WORK INSTRUCTIONS: Repeat each record exactly as written, and drop any images.

═══ RECORDED INFORMATION

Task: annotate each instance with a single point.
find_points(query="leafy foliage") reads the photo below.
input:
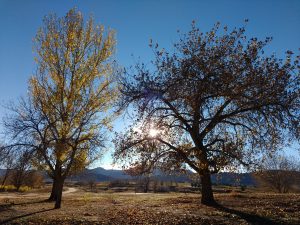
(217, 101)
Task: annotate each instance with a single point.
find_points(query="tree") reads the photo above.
(21, 170)
(69, 106)
(214, 103)
(7, 162)
(279, 173)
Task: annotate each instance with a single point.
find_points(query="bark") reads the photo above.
(207, 197)
(59, 189)
(53, 195)
(5, 177)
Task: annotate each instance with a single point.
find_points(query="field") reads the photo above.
(82, 207)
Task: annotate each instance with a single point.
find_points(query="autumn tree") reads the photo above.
(69, 107)
(6, 162)
(214, 102)
(279, 173)
(21, 170)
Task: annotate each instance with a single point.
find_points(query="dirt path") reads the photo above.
(30, 195)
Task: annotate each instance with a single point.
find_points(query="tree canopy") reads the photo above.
(70, 98)
(216, 101)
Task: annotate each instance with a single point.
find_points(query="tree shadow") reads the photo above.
(23, 216)
(250, 218)
(30, 203)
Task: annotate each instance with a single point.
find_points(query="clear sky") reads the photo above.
(136, 21)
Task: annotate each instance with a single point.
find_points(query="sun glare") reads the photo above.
(153, 132)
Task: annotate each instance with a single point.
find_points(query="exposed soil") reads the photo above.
(81, 207)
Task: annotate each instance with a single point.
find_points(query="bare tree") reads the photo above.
(7, 163)
(279, 173)
(21, 170)
(69, 107)
(213, 103)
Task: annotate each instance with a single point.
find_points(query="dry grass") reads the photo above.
(169, 208)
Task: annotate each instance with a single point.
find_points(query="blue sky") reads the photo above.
(136, 21)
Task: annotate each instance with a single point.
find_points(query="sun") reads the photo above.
(153, 132)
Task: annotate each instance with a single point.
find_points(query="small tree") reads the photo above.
(215, 102)
(65, 117)
(279, 173)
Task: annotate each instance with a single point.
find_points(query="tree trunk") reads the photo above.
(53, 195)
(59, 189)
(207, 197)
(5, 177)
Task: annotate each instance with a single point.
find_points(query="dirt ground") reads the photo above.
(80, 207)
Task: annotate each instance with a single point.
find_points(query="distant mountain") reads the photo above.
(100, 174)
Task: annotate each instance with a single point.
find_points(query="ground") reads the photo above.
(82, 207)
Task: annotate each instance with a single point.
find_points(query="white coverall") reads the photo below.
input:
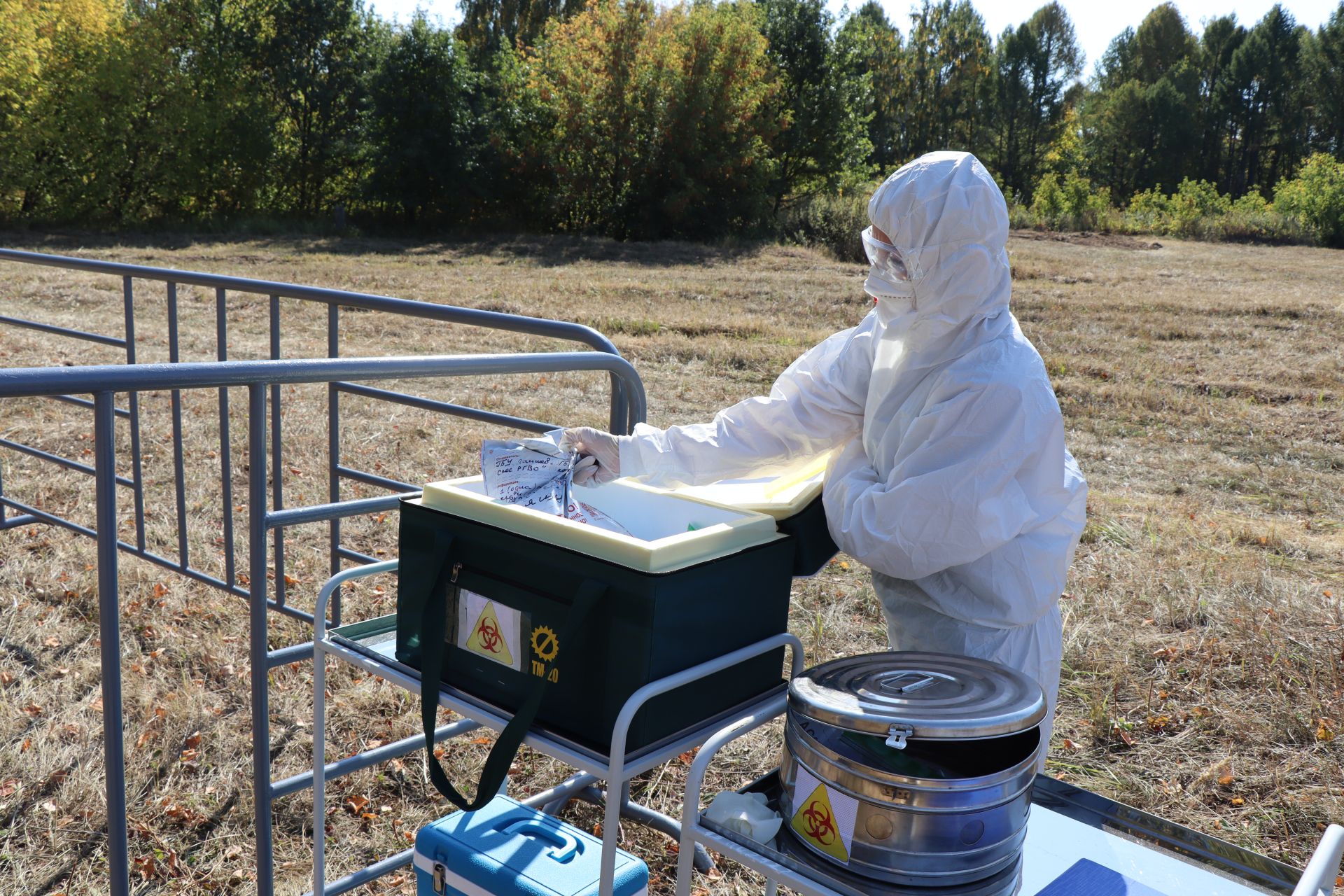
(953, 484)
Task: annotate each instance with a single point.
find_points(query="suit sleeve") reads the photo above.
(815, 405)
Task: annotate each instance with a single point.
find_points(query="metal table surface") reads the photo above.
(1078, 844)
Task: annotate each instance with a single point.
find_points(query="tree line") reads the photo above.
(625, 118)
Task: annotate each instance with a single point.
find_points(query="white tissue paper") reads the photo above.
(538, 473)
(745, 814)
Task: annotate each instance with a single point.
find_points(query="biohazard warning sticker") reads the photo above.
(489, 629)
(823, 817)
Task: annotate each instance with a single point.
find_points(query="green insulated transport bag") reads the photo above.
(558, 622)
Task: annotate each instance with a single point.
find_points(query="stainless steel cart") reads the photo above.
(372, 652)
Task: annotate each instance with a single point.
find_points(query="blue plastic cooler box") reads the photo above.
(507, 849)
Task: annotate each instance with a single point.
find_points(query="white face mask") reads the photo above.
(888, 276)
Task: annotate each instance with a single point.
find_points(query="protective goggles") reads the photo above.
(885, 258)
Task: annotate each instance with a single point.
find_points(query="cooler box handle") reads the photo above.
(564, 846)
(433, 633)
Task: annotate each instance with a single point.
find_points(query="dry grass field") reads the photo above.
(1202, 387)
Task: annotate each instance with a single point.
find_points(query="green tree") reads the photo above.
(1221, 39)
(1140, 121)
(824, 140)
(45, 49)
(647, 124)
(1034, 67)
(426, 131)
(1324, 71)
(489, 26)
(315, 55)
(1269, 124)
(948, 85)
(1316, 198)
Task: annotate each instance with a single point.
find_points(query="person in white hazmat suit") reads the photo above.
(952, 481)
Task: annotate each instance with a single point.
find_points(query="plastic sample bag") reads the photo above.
(746, 814)
(538, 473)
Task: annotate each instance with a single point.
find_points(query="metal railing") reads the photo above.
(265, 508)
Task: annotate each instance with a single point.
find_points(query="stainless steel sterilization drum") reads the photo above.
(911, 769)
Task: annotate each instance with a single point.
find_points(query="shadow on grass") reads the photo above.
(545, 250)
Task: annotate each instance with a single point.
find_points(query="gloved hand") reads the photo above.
(601, 454)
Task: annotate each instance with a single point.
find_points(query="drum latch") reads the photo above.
(897, 736)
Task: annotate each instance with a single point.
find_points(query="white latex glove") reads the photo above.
(600, 454)
(746, 814)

══════

SOLUTION BELOW:
Task: annotate each instance with a single point.
find_points(query="leafy foliage") reads the photo below.
input:
(217, 101)
Task: annotate each instance with a single point.
find_points(query="tree") reads the photo above.
(21, 170)
(69, 106)
(214, 103)
(7, 162)
(279, 173)
Task: annotate each instance with a single point.
find_points(query="bark") reads the photo above.
(207, 197)
(59, 189)
(53, 195)
(5, 177)
Task: annotate each instance with a single point.
find_points(query="field") reads the photo above.
(82, 207)
Task: annotate each instance with a single point.
find_points(query="autumn tree") reads the photo above.
(69, 107)
(6, 162)
(214, 102)
(279, 173)
(21, 170)
Task: annotate each instance with a single point.
find_points(query="dirt path") reads the photo above.
(30, 195)
Task: annotate each instance with a single point.
find_points(query="tree canopy") reads the photo above.
(70, 98)
(216, 101)
Task: annotate each instance with a single point.
find_points(query="tree shadow") reads the photo above.
(23, 216)
(250, 218)
(30, 203)
Task: annotate each instance with a single point.
find_points(query="clear sky") reads the photo above.
(136, 21)
Task: annotate each instance with a single point.
find_points(query="sun glare") reads the photo above.
(153, 132)
Task: annotate each instance with a single point.
find_points(query="exposed soil") reads the photo above.
(81, 207)
Task: annotate each instance with a single point.
find_points(query="bare tree") reads the photo above.
(7, 163)
(279, 173)
(21, 170)
(69, 107)
(213, 103)
Task: annotate each instance with a single point.
find_points(query="dry grass") reads the photo above.
(169, 208)
Task: annotate each instance with a single point.
find_points(query="blue sky") reads the photo above.
(136, 21)
Task: annotate each instance with a single point.
find_points(query="sun") reads the photo above.
(153, 132)
Task: annotate each instance with a single point.
find_points(query="small tree") reads the photo above.
(215, 102)
(65, 117)
(279, 173)
Task: annotate each instance with a single point.
find_points(query="tree trunk") reads the photo above.
(53, 195)
(59, 189)
(207, 197)
(5, 177)
Task: annotate each instance with a single point.
find_points(query="dirt ground") reads the photo above.
(80, 207)
Task: annotate each instance with a single point.
find_points(query="distant mountain") reads the photo above.
(100, 174)
Task: annotate each instance with a single point.
find_points(query="ground") reads the photo above.
(82, 207)
Task: annotate each instance with a single point.
find_points(query="white coverall") reads the photo below.
input:
(953, 484)
Task: annotate each instance with a single point.
find_points(query="suit sleeve") reads the photo above.
(815, 405)
Task: annotate each instance with a single point.
find_points(query="metal table surface") reads the photo above.
(1078, 844)
Task: annotate each instance with a single point.
find_points(query="tree line") reads the photo above.
(625, 118)
Task: annotate each instance with a single point.
find_points(query="white tissue paper") reads the photo above.
(538, 473)
(745, 814)
Task: annotate each instance with a single point.
find_points(query="biohazard warning sticker") reads the photo above.
(489, 629)
(823, 817)
Task: annotate each instance with a single point.
find_points(query="green insulated transport bag") reads the photo above.
(558, 622)
Task: annotate each instance with a single point.
find_points(query="stainless steel cart") reads the photo above.
(372, 652)
Task: annotate each instance with a single point.
find_points(query="blue plastic cooler box") reads the photo above.
(507, 849)
Task: annotate each instance with a single point.
find_points(query="white face mask") reads the photo above.
(888, 276)
Task: annotate each instance with a single point.
find_points(query="protective goggles") reads the photo above.
(885, 258)
Task: annotate each instance with a single point.
find_points(query="cooler box handle") reads the photo above.
(564, 846)
(433, 633)
Task: annotate each instance with a single point.
find_points(query="dry grass field") reads the photo above.
(1202, 387)
Task: annotate each instance with a single point.
find_points(query="green tree") reads the photo above.
(1221, 39)
(1140, 121)
(824, 140)
(45, 49)
(647, 124)
(1034, 67)
(426, 131)
(1324, 71)
(489, 26)
(315, 55)
(1269, 124)
(948, 85)
(1316, 198)
Task: annotate each instance with a single point.
find_points(query="person in white hazmat suit") reads the photo above.
(952, 481)
Task: annotate each instance with a single point.
find_points(query="plastic sample bag") reads the photo above.
(746, 814)
(538, 473)
Task: annotate each instance with a single point.
find_points(query="metal railing") reads the photo above.
(265, 508)
Task: annotate each instance with a single point.
find_points(query="stainless steel sterilization drum") reads the photo above.
(911, 769)
Task: annotate each instance with a single point.
find_points(query="shadow on grass") reads the photo above.
(545, 250)
Task: annotate each instance with a single point.
find_points(query="gloved hand") reads the photo above.
(601, 454)
Task: annotate each instance with a single point.
find_points(query="drum latch") reads the photo above.
(897, 736)
Task: annotate each instance with a single point.
find_points(query="white latex glove") reads the photo above.
(600, 454)
(746, 814)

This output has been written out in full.